▶ What is expected
Please set down, word for word, the part of the article on financial tips for teenagers that opens with the words containing "Many teenagers lack" and closes with "interest, and investments.".

▶ Extract to read
════════════════════

Many teenagers lack essential financial knowledge. A Rand Corporation study in 2018 concluded that students showed “objectively low levels of financial literacy”. Some of that study’s findings:
- Only 28% of college students were able to correctly answer three simple questions on inflation, interest, and investments.
- Only 23% of high school graduates answered the same questions correctly.
- Lower-income students had significantly fewer correct answers, indicating that the people who most need financial literacy are the least likely to have it.
The National Financial Educators Council reports that only 23% of teens surveyed talk to their parents frequently about money.
This isn’t the fault of young people, but rather a reflection of a broader educational gap. Financial awareness is rarely taught in schools or homes, leaving many unprepared for financial challenges. Recognizing the importance of financial education for youth, we’ve compiled these top financial tips for teenagers, sourced from a range of industry professionals.
15 Financial Tips for Teenagers
What advice did the finance professionals have for teens? Let’s take a look.
CEO and Co-Founder
Recognize the Difference Between Wants and Needs
My number one piece of advice is to recognize the difference between wants and needs when making a purchase as well as the reason behind it. This is something I’ve been teaching my teens.
So many teens are bombarded with ads encouraging them to make impulse buying decisions. Instead, teens should learn which purchases are beneficial and complementary to their goals, and to do so, they have to understand what is driving them to that purchase. This helps to instill value in the money they’re spending and avoid buyer’s remorse.
Sebastien Brault is a Montreal-based tech startup entrepreneur. He has founded five online businesses and is currently CEO of Wingocard, a provider of mobile banking systems tailored for teens.

════════════════════

▶ Data lines

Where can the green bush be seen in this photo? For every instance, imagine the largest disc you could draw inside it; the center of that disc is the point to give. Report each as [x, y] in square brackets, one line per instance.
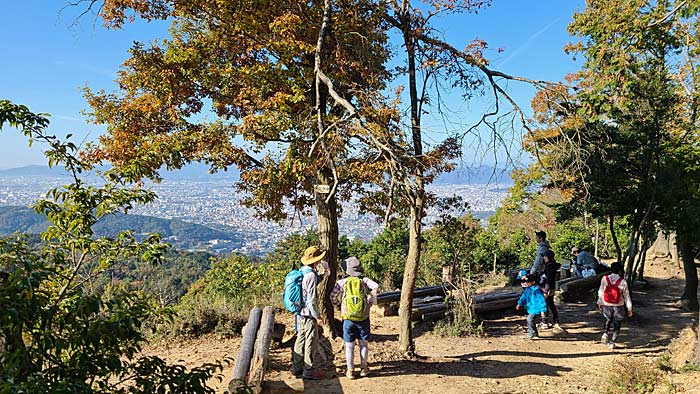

════════════════════

▶ Answer
Many teenagers lack essential financial knowledge. A Rand Corporation study in 2018 concluded that students showed “objectively low levels of financial literacy”. Some of that study’s findings:
- Only 28% of college students were able to correctly answer three simple questions on inflation, interest, and investments.